Work item » Present everything from the start of the entries down to the line containing "88L290 85L286 0L266" as a numbered list, skipping any blank lines. Omit the pictures.

[[ Available data open ]]

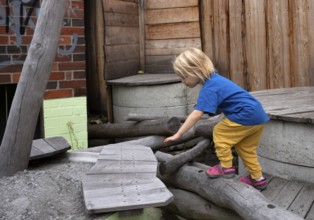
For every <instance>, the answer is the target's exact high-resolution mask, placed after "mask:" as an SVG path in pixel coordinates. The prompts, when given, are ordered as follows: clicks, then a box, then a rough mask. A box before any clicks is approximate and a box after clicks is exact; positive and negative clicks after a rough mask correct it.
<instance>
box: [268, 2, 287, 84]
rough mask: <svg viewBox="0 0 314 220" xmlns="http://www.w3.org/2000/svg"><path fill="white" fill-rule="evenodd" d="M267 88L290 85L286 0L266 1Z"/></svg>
mask: <svg viewBox="0 0 314 220" xmlns="http://www.w3.org/2000/svg"><path fill="white" fill-rule="evenodd" d="M266 10H267V18H268V22H267V32H268V35H267V37H268V44H269V46H268V47H269V48H270V49H268V50H267V63H268V65H267V73H268V74H269V78H268V79H269V82H268V84H269V88H271V89H273V88H282V87H290V85H291V81H290V58H289V38H288V37H287V36H289V15H288V1H287V0H279V1H270V0H268V1H267V9H266Z"/></svg>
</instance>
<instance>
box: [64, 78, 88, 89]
mask: <svg viewBox="0 0 314 220" xmlns="http://www.w3.org/2000/svg"><path fill="white" fill-rule="evenodd" d="M59 87H60V88H61V89H63V88H85V87H86V80H72V81H60V82H59Z"/></svg>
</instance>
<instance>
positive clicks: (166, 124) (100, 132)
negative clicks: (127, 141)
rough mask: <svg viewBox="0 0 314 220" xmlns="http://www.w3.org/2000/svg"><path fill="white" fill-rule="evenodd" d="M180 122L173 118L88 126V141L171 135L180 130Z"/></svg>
mask: <svg viewBox="0 0 314 220" xmlns="http://www.w3.org/2000/svg"><path fill="white" fill-rule="evenodd" d="M180 125H181V123H180V121H179V119H178V118H176V117H173V118H170V119H167V118H162V119H157V120H146V121H141V122H136V121H124V122H120V123H114V124H99V125H89V126H88V134H89V138H90V139H97V138H99V139H104V138H122V137H124V138H126V137H141V136H147V135H165V136H167V135H172V134H174V133H175V132H176V131H177V130H178V129H179V128H180Z"/></svg>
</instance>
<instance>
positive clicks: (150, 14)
mask: <svg viewBox="0 0 314 220" xmlns="http://www.w3.org/2000/svg"><path fill="white" fill-rule="evenodd" d="M192 21H199V9H198V7H189V8H170V9H155V10H147V11H146V12H145V24H146V25H148V24H167V23H180V22H192Z"/></svg>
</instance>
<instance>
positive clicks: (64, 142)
mask: <svg viewBox="0 0 314 220" xmlns="http://www.w3.org/2000/svg"><path fill="white" fill-rule="evenodd" d="M69 149H71V145H70V144H69V143H68V142H67V141H66V140H65V139H64V138H63V137H51V138H44V139H37V140H33V144H32V149H31V153H30V160H36V159H41V158H45V157H50V156H53V155H56V154H60V153H62V152H65V151H67V150H69Z"/></svg>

[[ Available data closed ]]

Result of this task »
1. For every <instance>, the answer is the target's exact high-resolution mask, placed after "mask:" as an SVG path in pixel coordinates. The prompts, when given, are ordered as follows: clicks, then a box, then a rough mask. A box before any clicks is approximate and a box after clicks is exact; positive and negative clicks after a rough mask correct it.
2. <instance>
3. box: [268, 2, 287, 84]
4. rough mask: <svg viewBox="0 0 314 220" xmlns="http://www.w3.org/2000/svg"><path fill="white" fill-rule="evenodd" d="M267 88L290 85L286 0L266 1Z"/></svg>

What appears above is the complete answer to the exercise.